What is asked:
Reproduce all of the data below verbatim, omitting the pictures from your answer.

Task inputs:
-=-=-
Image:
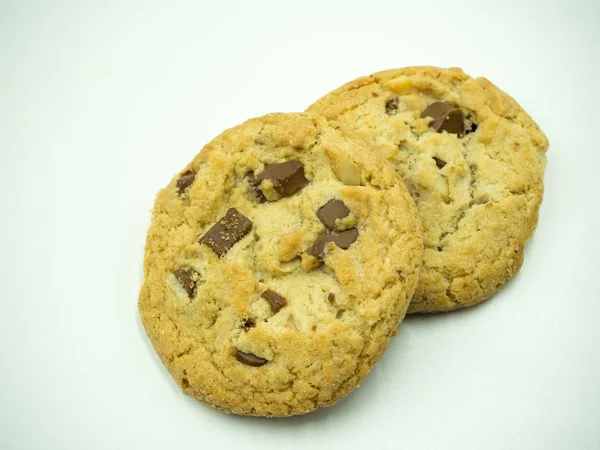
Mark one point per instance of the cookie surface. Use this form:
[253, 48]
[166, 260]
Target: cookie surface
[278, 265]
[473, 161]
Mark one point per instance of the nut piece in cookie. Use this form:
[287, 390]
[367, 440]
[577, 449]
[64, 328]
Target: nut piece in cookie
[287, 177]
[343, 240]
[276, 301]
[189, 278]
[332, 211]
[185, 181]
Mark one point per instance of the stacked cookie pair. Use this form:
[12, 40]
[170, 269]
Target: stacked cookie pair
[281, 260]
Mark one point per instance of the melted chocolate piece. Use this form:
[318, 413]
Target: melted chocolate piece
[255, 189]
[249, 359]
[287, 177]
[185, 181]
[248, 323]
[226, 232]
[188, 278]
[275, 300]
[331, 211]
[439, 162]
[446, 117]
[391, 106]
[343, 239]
-=-=-
Full solution:
Image:
Mark one point per instance of the cookie surface. Use this form:
[253, 48]
[166, 260]
Target: cookie surface
[278, 265]
[473, 161]
Mark one point per instance of the nut piece in cookie. Use this form:
[287, 390]
[367, 440]
[577, 449]
[64, 328]
Target: nut piece in cookie
[287, 177]
[343, 240]
[276, 301]
[189, 278]
[332, 211]
[185, 181]
Mark one point per instance of the stacked cookie pair. Use this form:
[12, 40]
[170, 269]
Target: stacked cookie pair
[281, 260]
Mark one point per instance of the melted chocolate piece. Use this form:
[318, 413]
Target: melted chocolate piece
[255, 189]
[249, 359]
[287, 177]
[185, 181]
[248, 323]
[226, 232]
[188, 278]
[275, 300]
[331, 211]
[439, 162]
[446, 117]
[391, 106]
[343, 239]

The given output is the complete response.